Could you output all of the records below exactly as they appear?

[Dataset items]
───

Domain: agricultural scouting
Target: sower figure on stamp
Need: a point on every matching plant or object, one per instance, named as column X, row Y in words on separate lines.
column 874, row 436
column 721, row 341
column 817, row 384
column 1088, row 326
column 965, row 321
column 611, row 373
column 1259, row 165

───

## SOLUTION FOR THIS EXERCISE
Domain: agricultural scouting
Target: sower figure on stamp
Need: a point on every matching plant or object, one per instance, named as column X, row Y in words on separate lines.
column 874, row 436
column 721, row 341
column 817, row 384
column 1088, row 326
column 965, row 321
column 611, row 373
column 1259, row 165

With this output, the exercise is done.